_Text extract_.
****

On and on; it only got sexier with a brief interlude for hideous by Marc Jacobs. Wrapping things up, House of Deréon kind of took advantage of its connections (founder Tina Knowles is Beyoncé’s mom, for heaven’s sake) to show a whole compound’s worth of curvaceous clothes: House of Excitement, House of Hotness, House of Mild Interest (housecoats, pants liners, compression socks, and that ilk).

****

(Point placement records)
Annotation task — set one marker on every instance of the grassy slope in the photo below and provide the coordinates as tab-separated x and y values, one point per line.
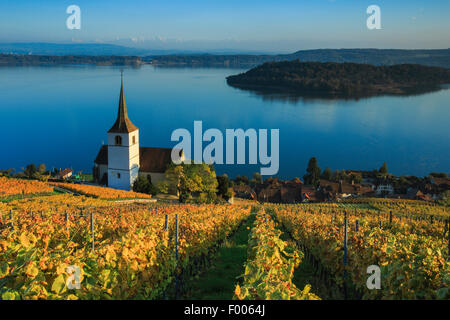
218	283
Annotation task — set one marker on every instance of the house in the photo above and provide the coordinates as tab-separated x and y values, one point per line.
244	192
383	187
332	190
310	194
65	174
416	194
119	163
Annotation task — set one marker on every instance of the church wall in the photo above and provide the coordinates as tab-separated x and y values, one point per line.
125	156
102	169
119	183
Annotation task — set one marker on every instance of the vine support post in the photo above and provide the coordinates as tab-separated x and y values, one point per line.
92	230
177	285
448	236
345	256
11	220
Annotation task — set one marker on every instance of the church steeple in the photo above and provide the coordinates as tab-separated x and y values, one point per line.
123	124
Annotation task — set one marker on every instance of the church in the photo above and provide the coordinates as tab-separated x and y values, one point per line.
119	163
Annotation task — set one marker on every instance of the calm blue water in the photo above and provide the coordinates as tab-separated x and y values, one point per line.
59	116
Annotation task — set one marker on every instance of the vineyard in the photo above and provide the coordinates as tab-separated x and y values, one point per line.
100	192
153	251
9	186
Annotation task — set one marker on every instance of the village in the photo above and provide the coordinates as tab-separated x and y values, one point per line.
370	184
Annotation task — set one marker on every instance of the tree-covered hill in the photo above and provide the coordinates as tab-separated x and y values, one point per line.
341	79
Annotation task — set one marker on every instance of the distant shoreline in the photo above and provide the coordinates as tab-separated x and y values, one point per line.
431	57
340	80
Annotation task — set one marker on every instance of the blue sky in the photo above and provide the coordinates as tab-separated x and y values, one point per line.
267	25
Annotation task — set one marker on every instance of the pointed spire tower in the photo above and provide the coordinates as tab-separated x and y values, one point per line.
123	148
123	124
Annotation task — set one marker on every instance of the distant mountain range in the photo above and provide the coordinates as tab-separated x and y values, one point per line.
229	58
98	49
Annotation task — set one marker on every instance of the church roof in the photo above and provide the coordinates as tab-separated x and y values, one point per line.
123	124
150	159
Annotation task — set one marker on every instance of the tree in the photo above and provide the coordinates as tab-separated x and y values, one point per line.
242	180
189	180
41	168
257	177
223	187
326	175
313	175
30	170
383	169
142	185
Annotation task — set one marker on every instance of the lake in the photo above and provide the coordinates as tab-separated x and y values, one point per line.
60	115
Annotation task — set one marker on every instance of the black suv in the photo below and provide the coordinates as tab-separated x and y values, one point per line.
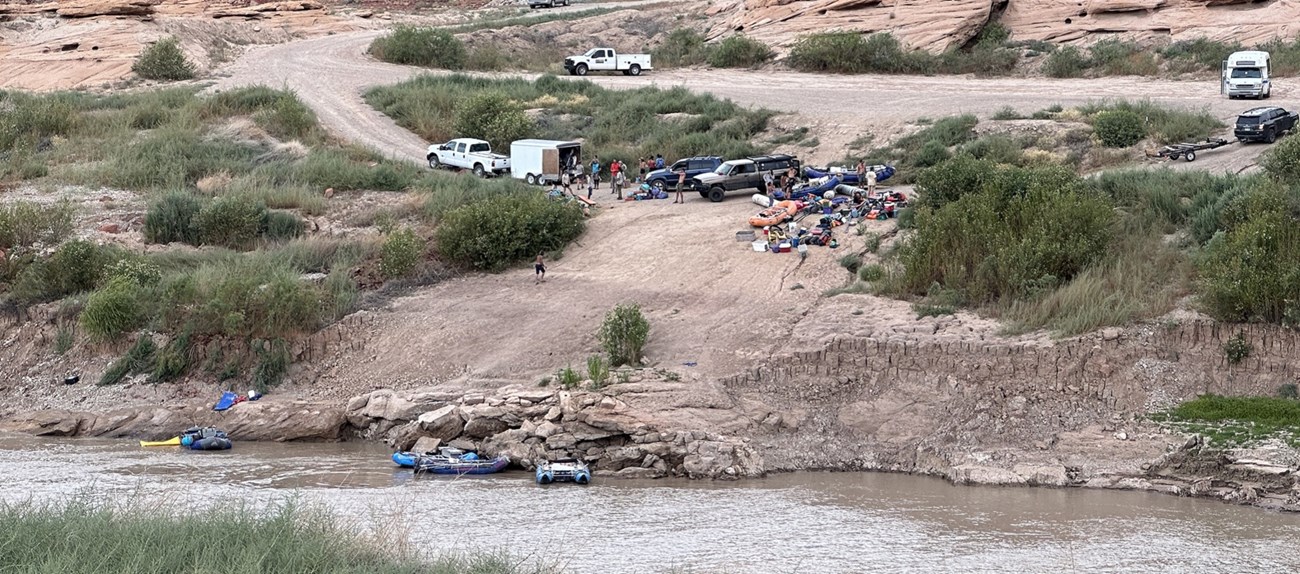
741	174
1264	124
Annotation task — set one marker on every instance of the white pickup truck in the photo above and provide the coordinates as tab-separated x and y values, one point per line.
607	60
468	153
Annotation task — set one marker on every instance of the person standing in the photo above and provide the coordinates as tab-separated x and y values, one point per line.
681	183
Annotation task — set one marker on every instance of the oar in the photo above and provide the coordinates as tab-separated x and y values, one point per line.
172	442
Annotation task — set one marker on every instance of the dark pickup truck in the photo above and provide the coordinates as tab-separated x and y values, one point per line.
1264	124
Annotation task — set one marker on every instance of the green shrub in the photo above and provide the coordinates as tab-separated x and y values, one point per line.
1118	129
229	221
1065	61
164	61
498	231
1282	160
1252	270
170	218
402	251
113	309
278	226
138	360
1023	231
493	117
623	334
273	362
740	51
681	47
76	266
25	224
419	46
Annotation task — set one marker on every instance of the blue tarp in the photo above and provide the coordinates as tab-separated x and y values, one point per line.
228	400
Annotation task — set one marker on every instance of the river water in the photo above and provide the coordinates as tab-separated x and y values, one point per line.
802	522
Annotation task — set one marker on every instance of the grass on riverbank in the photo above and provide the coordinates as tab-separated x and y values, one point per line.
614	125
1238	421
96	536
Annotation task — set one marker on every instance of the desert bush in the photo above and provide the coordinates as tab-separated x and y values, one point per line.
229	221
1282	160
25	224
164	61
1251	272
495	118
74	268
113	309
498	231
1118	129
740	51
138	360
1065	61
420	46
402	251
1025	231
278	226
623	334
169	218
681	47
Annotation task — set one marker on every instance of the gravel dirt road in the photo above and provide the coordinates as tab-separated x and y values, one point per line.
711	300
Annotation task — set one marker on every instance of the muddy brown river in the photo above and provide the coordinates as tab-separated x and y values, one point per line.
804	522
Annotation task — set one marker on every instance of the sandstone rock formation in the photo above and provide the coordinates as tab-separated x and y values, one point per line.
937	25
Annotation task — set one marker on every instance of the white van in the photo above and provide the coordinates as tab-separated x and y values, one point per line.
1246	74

****

_Exercise_. Please carry the runway commentary forward, picking up after its last sentence. None of the records are needed here.

_Exercise response_.
As the lights blinked on, those 2,100 surprisingly nimble fashionistas sprinted the three blocks to Macy’s for more sensual pleasures at the after-party. But little did the partygoers know that the hot-blooded, Rio-flavored frocks from the runway would not be hanging in the Oval Room and, in fact, can be ordered only through Macy’s personal shopping service. At the click of a mouse, however, they could be in Temperley’s ateliers. Or they can always pop over to Neiman Marcus or Stephanie’s, in Highland Park, to try on that drop-dead gown. They can shop Bluefly or Girlshop or any of a myriad online boutiques for that upwardly, utterly flare-out-to-there-wardly, sell-my-clothes-I’m-going-to-heaven incarnation of glamour. Macy’s may have whetted the appetite for glamour, yet I wondered, can it deliver the whole feast?